***** INPUT ROWS

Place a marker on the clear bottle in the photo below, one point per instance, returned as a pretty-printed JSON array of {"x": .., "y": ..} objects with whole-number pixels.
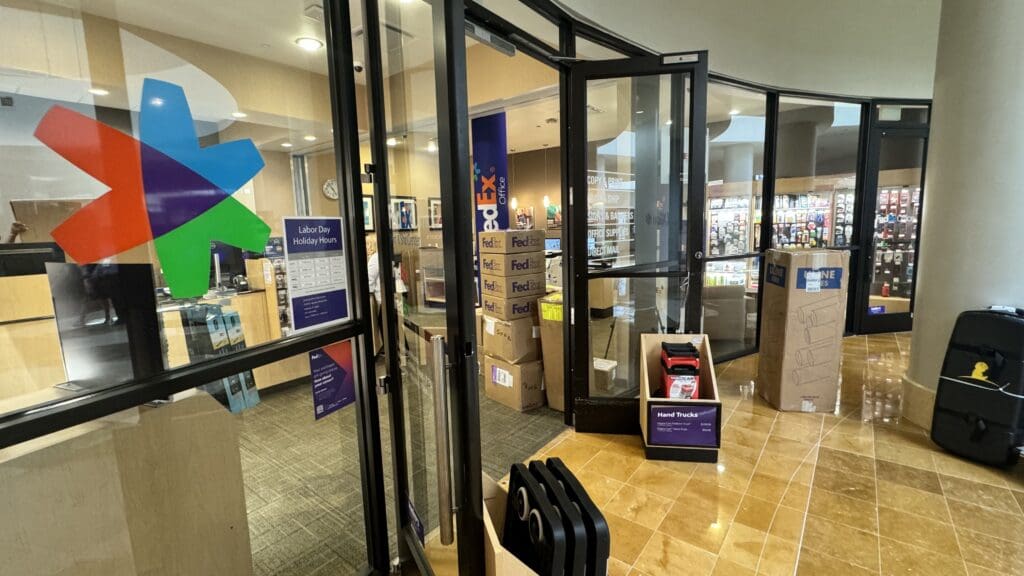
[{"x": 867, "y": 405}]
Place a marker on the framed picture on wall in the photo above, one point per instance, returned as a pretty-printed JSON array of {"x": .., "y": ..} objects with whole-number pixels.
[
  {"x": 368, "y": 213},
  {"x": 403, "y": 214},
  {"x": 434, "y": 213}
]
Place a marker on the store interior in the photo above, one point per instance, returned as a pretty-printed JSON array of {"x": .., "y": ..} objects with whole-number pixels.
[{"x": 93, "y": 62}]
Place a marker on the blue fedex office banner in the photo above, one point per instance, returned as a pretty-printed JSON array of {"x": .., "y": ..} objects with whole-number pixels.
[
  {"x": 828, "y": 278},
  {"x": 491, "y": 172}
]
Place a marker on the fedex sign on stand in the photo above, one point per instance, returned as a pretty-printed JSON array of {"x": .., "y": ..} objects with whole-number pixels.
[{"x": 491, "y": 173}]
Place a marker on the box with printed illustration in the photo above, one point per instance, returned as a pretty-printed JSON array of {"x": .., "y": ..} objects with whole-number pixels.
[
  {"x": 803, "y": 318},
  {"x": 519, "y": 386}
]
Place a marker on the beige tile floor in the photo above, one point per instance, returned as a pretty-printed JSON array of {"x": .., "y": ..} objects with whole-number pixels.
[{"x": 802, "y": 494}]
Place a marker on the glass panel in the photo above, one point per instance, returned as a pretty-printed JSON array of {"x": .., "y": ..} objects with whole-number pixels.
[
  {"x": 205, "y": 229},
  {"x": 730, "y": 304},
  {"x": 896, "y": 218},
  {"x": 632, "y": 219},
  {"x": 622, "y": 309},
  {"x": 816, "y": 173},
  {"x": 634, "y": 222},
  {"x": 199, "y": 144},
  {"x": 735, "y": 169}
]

**********

▸ **GIVEN INSTRUCTION**: Repeat, character for character, the lines from the one that holds "Place a marker on the beige" to the final line of the material, inclusive, and no other lines.

▸ **REPLY**:
Place a marker on the beige tile floor in the photo above, one point per instance, returned as a pretty-printed JSON array of {"x": .., "y": ..} objects with whole-number pixels.
[{"x": 802, "y": 494}]
Place a marker on the glass panel in the photo above, one point per instance, returned as a pretty-printed JSON array of {"x": .., "y": ..} objects with whole-number pixels.
[
  {"x": 205, "y": 229},
  {"x": 730, "y": 304},
  {"x": 896, "y": 218},
  {"x": 632, "y": 219},
  {"x": 622, "y": 309},
  {"x": 816, "y": 173},
  {"x": 634, "y": 222},
  {"x": 199, "y": 144},
  {"x": 735, "y": 169}
]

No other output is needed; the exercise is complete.